Read the records beneath this task and copy every line that contains the string "mountain".

++++ ENTRIES PROVIDED ++++

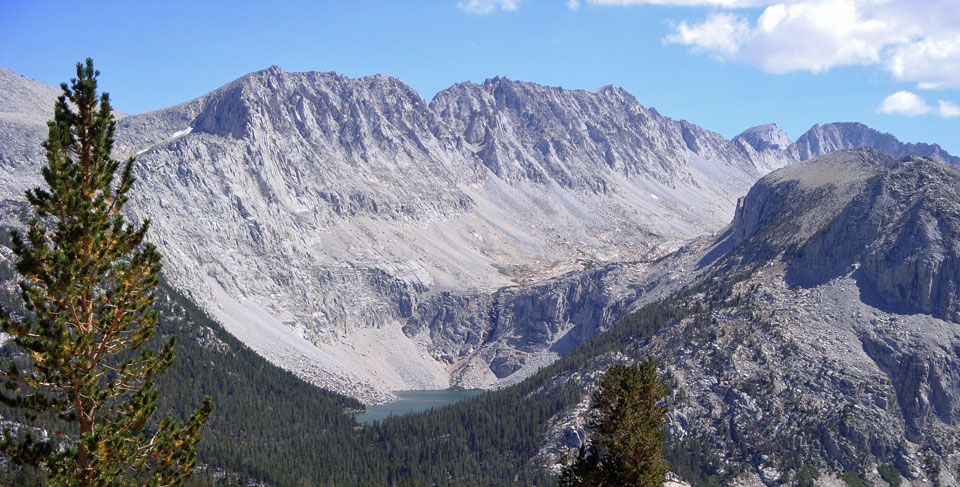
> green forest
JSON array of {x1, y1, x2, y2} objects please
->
[
  {"x1": 1, "y1": 271, "x2": 740, "y2": 486},
  {"x1": 0, "y1": 230, "x2": 745, "y2": 486}
]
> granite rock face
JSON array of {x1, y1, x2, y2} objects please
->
[
  {"x1": 861, "y1": 333, "x2": 960, "y2": 443},
  {"x1": 404, "y1": 261, "x2": 662, "y2": 388},
  {"x1": 542, "y1": 150, "x2": 960, "y2": 486},
  {"x1": 736, "y1": 123, "x2": 791, "y2": 152},
  {"x1": 0, "y1": 67, "x2": 61, "y2": 175},
  {"x1": 0, "y1": 66, "x2": 781, "y2": 400},
  {"x1": 726, "y1": 149, "x2": 960, "y2": 323},
  {"x1": 2, "y1": 66, "x2": 959, "y2": 404},
  {"x1": 431, "y1": 79, "x2": 790, "y2": 190}
]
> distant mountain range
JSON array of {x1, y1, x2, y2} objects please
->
[{"x1": 1, "y1": 65, "x2": 957, "y2": 404}]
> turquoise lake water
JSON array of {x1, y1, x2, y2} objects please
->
[{"x1": 353, "y1": 389, "x2": 484, "y2": 424}]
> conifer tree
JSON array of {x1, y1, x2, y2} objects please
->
[
  {"x1": 0, "y1": 59, "x2": 213, "y2": 486},
  {"x1": 560, "y1": 359, "x2": 670, "y2": 487}
]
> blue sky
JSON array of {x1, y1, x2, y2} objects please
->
[{"x1": 2, "y1": 0, "x2": 958, "y2": 153}]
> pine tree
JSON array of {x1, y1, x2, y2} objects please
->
[
  {"x1": 559, "y1": 359, "x2": 670, "y2": 487},
  {"x1": 0, "y1": 59, "x2": 213, "y2": 486}
]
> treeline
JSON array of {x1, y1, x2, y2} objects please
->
[
  {"x1": 156, "y1": 283, "x2": 574, "y2": 486},
  {"x1": 1, "y1": 263, "x2": 735, "y2": 486}
]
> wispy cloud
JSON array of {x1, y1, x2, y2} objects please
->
[
  {"x1": 599, "y1": 0, "x2": 960, "y2": 90},
  {"x1": 665, "y1": 13, "x2": 750, "y2": 57},
  {"x1": 939, "y1": 100, "x2": 960, "y2": 118},
  {"x1": 457, "y1": 0, "x2": 519, "y2": 14}
]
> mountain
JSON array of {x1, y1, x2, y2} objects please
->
[
  {"x1": 0, "y1": 66, "x2": 61, "y2": 124},
  {"x1": 0, "y1": 66, "x2": 127, "y2": 174},
  {"x1": 3, "y1": 64, "x2": 960, "y2": 485},
  {"x1": 0, "y1": 66, "x2": 780, "y2": 402},
  {"x1": 530, "y1": 148, "x2": 960, "y2": 486},
  {"x1": 3, "y1": 148, "x2": 956, "y2": 486},
  {"x1": 0, "y1": 66, "x2": 60, "y2": 173},
  {"x1": 791, "y1": 122, "x2": 960, "y2": 166},
  {"x1": 1, "y1": 65, "x2": 958, "y2": 405},
  {"x1": 735, "y1": 123, "x2": 791, "y2": 152}
]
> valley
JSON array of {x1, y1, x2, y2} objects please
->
[
  {"x1": 2, "y1": 64, "x2": 960, "y2": 486},
  {"x1": 4, "y1": 66, "x2": 957, "y2": 405}
]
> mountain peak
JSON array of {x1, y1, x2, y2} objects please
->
[
  {"x1": 188, "y1": 67, "x2": 430, "y2": 139},
  {"x1": 793, "y1": 122, "x2": 960, "y2": 166},
  {"x1": 736, "y1": 123, "x2": 791, "y2": 151}
]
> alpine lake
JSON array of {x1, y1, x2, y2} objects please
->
[{"x1": 353, "y1": 389, "x2": 484, "y2": 424}]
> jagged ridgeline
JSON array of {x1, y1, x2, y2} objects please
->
[
  {"x1": 3, "y1": 148, "x2": 959, "y2": 486},
  {"x1": 3, "y1": 62, "x2": 960, "y2": 486},
  {"x1": 3, "y1": 65, "x2": 958, "y2": 405}
]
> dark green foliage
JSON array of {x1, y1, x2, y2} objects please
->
[
  {"x1": 840, "y1": 471, "x2": 869, "y2": 487},
  {"x1": 0, "y1": 463, "x2": 47, "y2": 486},
  {"x1": 559, "y1": 360, "x2": 670, "y2": 487},
  {"x1": 0, "y1": 59, "x2": 212, "y2": 486},
  {"x1": 662, "y1": 437, "x2": 730, "y2": 487},
  {"x1": 878, "y1": 463, "x2": 902, "y2": 487},
  {"x1": 560, "y1": 445, "x2": 607, "y2": 486},
  {"x1": 795, "y1": 463, "x2": 820, "y2": 487},
  {"x1": 151, "y1": 285, "x2": 366, "y2": 486},
  {"x1": 922, "y1": 455, "x2": 942, "y2": 487}
]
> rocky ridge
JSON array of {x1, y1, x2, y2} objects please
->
[
  {"x1": 791, "y1": 122, "x2": 960, "y2": 166},
  {"x1": 539, "y1": 149, "x2": 960, "y2": 486},
  {"x1": 1, "y1": 66, "x2": 958, "y2": 403}
]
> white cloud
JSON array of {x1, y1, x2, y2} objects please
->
[
  {"x1": 457, "y1": 0, "x2": 518, "y2": 14},
  {"x1": 939, "y1": 100, "x2": 960, "y2": 118},
  {"x1": 651, "y1": 0, "x2": 960, "y2": 89},
  {"x1": 665, "y1": 13, "x2": 750, "y2": 57},
  {"x1": 568, "y1": 0, "x2": 581, "y2": 9},
  {"x1": 746, "y1": 1, "x2": 904, "y2": 73},
  {"x1": 888, "y1": 34, "x2": 960, "y2": 90},
  {"x1": 878, "y1": 91, "x2": 931, "y2": 116},
  {"x1": 876, "y1": 92, "x2": 960, "y2": 118}
]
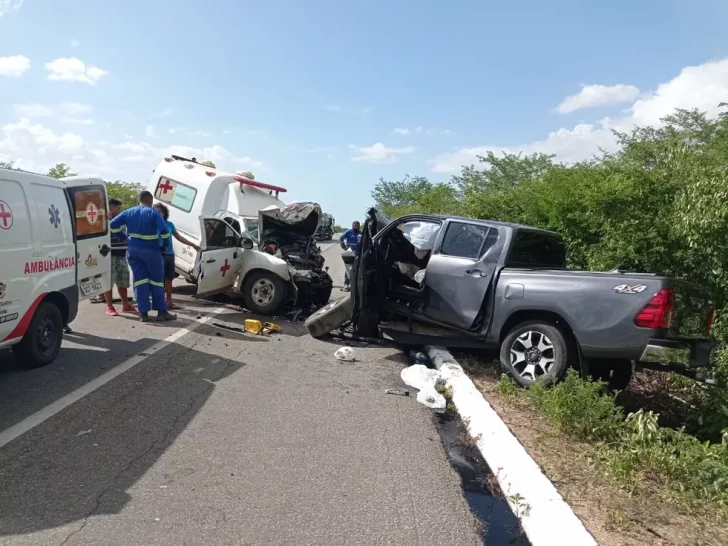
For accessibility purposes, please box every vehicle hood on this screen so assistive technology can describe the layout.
[259,202,323,243]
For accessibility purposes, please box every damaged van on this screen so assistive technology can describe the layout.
[147,156,333,315]
[194,202,333,315]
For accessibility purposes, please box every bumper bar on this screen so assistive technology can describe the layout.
[639,338,715,368]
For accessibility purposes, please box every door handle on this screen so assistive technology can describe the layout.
[99,244,110,257]
[206,258,217,263]
[466,269,484,277]
[233,252,238,259]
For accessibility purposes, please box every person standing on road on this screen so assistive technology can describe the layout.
[153,203,200,310]
[102,198,138,316]
[339,220,361,292]
[110,191,176,323]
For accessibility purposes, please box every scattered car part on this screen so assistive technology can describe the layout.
[334,346,355,361]
[305,297,353,338]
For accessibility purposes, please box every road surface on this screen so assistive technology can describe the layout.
[0,242,482,545]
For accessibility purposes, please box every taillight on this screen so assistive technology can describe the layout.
[205,171,215,177]
[707,301,716,332]
[634,289,674,329]
[164,157,173,162]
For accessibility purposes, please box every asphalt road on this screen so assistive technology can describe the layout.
[0,242,482,546]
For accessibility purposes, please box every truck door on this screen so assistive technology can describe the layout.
[66,183,112,300]
[424,221,500,330]
[195,217,243,298]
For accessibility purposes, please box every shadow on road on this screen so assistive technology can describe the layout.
[0,339,244,538]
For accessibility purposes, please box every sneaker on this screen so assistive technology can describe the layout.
[139,313,150,323]
[156,311,177,322]
[63,325,73,334]
[342,286,350,292]
[106,307,119,317]
[121,305,138,314]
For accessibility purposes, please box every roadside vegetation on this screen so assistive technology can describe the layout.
[372,106,728,541]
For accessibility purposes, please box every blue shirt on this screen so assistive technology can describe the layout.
[110,223,129,257]
[110,205,170,250]
[159,220,177,255]
[340,229,361,252]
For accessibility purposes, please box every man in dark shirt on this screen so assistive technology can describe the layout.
[103,198,137,316]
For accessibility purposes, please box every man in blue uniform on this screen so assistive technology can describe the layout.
[110,191,176,322]
[339,220,361,292]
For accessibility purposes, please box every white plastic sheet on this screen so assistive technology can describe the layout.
[400,364,446,410]
[334,346,355,361]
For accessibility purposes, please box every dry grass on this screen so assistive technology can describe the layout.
[457,354,728,546]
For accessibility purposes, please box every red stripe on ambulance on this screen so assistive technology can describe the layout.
[1,293,48,342]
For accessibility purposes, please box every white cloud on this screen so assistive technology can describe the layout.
[393,126,450,136]
[0,118,266,181]
[431,58,728,173]
[13,104,55,117]
[350,142,416,163]
[13,103,95,126]
[153,107,174,118]
[145,125,156,138]
[0,0,23,17]
[556,84,640,114]
[71,39,80,48]
[60,102,93,116]
[45,57,108,85]
[0,55,30,77]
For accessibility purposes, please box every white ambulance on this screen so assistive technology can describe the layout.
[0,168,111,368]
[147,156,333,315]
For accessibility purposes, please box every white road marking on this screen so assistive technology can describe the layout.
[0,307,226,450]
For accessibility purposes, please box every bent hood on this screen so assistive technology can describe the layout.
[259,202,323,243]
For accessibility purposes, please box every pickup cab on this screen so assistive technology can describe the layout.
[305,209,716,389]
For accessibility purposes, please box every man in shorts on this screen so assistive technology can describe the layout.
[103,199,137,316]
[153,203,200,309]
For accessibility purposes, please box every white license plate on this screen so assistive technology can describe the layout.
[80,280,103,296]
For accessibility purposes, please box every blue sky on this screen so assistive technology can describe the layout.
[1,0,728,225]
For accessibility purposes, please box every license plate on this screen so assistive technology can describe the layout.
[80,280,103,296]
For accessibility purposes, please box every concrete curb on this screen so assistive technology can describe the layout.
[426,346,597,546]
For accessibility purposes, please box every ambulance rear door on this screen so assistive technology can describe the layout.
[64,179,112,300]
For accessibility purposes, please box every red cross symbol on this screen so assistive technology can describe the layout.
[159,179,174,195]
[220,258,231,277]
[86,202,98,224]
[0,201,12,230]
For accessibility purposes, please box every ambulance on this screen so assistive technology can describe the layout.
[147,156,333,315]
[0,167,111,368]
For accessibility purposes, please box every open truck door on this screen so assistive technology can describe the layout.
[195,216,250,299]
[65,180,112,300]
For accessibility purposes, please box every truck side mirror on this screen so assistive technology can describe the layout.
[241,236,254,250]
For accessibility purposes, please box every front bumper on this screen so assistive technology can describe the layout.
[639,338,715,368]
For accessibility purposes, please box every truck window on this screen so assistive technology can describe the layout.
[68,186,108,240]
[506,229,566,268]
[204,219,237,248]
[155,176,197,213]
[243,218,259,240]
[441,222,498,259]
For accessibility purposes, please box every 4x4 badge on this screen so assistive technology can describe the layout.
[613,284,647,294]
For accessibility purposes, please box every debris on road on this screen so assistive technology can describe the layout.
[244,319,281,335]
[334,346,355,361]
[385,388,410,396]
[401,364,446,410]
[76,429,92,437]
[409,350,428,363]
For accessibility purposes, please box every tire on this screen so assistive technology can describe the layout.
[500,320,571,387]
[12,301,64,369]
[242,271,288,315]
[589,359,633,391]
[312,276,333,308]
[305,296,353,338]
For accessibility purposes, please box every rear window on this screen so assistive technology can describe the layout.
[69,186,108,240]
[155,176,197,213]
[506,229,566,268]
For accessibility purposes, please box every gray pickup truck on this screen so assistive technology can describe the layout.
[306,209,717,389]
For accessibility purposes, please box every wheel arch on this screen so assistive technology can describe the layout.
[43,291,71,325]
[499,309,583,369]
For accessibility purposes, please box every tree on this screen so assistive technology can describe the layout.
[106,180,146,208]
[0,160,18,170]
[47,163,76,179]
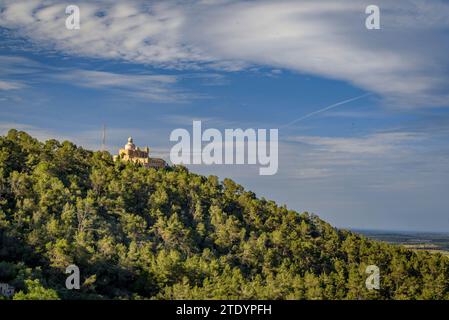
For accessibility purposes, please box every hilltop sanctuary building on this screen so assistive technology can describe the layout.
[114,137,167,169]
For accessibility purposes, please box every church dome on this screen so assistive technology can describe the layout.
[125,137,136,150]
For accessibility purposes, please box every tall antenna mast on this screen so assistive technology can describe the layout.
[101,124,106,151]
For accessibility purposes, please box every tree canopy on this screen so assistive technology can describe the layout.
[0,129,448,300]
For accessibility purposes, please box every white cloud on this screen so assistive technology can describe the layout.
[0,55,201,103]
[1,0,448,107]
[275,131,428,185]
[58,70,177,87]
[0,80,24,90]
[52,69,192,103]
[289,132,424,155]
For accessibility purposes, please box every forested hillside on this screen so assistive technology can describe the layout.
[0,129,448,300]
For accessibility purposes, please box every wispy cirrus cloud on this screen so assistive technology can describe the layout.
[1,0,449,107]
[0,54,202,103]
[288,131,424,155]
[51,69,196,103]
[0,56,37,90]
[0,79,25,90]
[277,131,429,184]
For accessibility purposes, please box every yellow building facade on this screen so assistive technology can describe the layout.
[114,137,167,169]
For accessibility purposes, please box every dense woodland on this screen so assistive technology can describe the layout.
[0,129,448,300]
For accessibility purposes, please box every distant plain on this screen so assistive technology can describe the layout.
[355,229,449,257]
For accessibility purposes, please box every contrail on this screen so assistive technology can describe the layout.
[280,93,372,129]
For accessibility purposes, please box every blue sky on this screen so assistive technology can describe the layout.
[1,0,449,231]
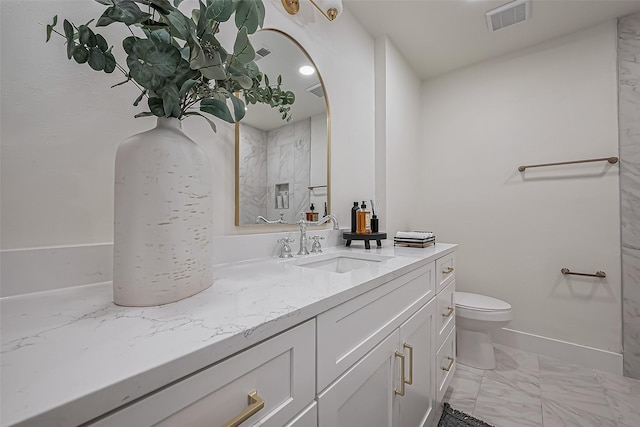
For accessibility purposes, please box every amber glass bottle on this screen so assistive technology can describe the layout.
[356,201,371,234]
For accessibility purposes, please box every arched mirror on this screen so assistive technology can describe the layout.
[235,29,330,226]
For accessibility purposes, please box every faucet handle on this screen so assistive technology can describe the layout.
[310,235,325,253]
[278,237,295,258]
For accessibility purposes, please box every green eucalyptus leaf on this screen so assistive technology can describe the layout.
[148,29,172,45]
[123,36,136,54]
[206,0,233,22]
[172,59,199,88]
[103,51,116,73]
[134,111,156,118]
[232,26,254,64]
[284,91,295,104]
[195,1,207,37]
[178,79,198,98]
[148,97,166,116]
[165,8,194,40]
[200,98,233,123]
[96,34,109,52]
[97,0,151,27]
[244,61,260,79]
[72,45,89,63]
[88,48,106,70]
[45,16,57,42]
[230,74,252,90]
[63,19,74,40]
[66,39,76,60]
[180,46,190,61]
[229,94,245,122]
[126,38,181,89]
[78,25,96,47]
[157,84,181,117]
[234,0,260,34]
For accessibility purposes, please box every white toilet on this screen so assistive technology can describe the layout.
[455,292,512,370]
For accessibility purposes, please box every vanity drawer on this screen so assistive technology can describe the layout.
[436,252,455,293]
[90,320,316,427]
[316,262,435,392]
[436,280,456,350]
[436,326,456,403]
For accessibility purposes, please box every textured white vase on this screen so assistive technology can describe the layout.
[113,118,213,306]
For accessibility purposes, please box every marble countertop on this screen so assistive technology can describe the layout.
[1,243,456,427]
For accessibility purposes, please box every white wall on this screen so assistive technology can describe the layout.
[374,37,422,237]
[0,0,375,249]
[419,21,621,353]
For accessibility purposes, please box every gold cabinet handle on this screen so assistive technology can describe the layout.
[442,307,454,317]
[442,357,455,372]
[403,343,414,385]
[222,391,265,427]
[442,267,454,275]
[394,351,406,396]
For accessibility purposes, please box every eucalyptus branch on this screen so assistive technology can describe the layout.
[46,0,294,129]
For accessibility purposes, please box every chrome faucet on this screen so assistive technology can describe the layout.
[256,212,285,224]
[297,214,339,255]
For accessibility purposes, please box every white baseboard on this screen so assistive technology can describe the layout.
[492,327,623,375]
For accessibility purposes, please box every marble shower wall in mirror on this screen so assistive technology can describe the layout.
[236,29,329,226]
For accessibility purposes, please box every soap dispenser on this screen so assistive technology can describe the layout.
[351,202,359,232]
[356,201,371,235]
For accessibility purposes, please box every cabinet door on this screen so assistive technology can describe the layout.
[317,330,400,427]
[89,320,315,427]
[397,299,436,427]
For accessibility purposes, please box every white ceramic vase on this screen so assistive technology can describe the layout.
[113,118,213,306]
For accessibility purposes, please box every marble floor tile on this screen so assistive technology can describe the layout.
[539,356,616,427]
[485,344,541,398]
[595,370,640,427]
[473,377,543,427]
[443,366,483,414]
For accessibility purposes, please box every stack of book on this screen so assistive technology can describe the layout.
[394,231,436,248]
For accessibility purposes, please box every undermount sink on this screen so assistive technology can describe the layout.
[294,252,393,273]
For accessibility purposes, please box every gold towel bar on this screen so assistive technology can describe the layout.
[518,156,618,172]
[561,268,606,278]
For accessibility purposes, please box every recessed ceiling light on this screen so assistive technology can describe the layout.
[299,65,315,76]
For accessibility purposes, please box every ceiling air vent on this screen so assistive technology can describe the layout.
[255,46,271,61]
[306,83,324,98]
[486,0,531,32]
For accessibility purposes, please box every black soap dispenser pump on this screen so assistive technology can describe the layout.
[351,202,359,232]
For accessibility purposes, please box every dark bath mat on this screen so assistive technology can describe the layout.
[438,403,495,427]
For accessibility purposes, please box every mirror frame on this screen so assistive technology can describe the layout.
[235,28,331,228]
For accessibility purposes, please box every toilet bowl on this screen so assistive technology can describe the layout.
[455,292,512,370]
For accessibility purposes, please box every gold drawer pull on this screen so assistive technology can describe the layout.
[442,357,455,372]
[223,391,265,427]
[394,351,406,396]
[442,307,454,317]
[442,267,454,275]
[403,343,414,385]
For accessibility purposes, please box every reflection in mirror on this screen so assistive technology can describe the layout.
[236,29,329,226]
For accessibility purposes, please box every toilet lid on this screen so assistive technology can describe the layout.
[455,292,511,311]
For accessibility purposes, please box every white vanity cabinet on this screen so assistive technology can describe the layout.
[88,320,316,427]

++++

• EXERCISE RESULT
> distant mountain range
> mountain
> mountain peak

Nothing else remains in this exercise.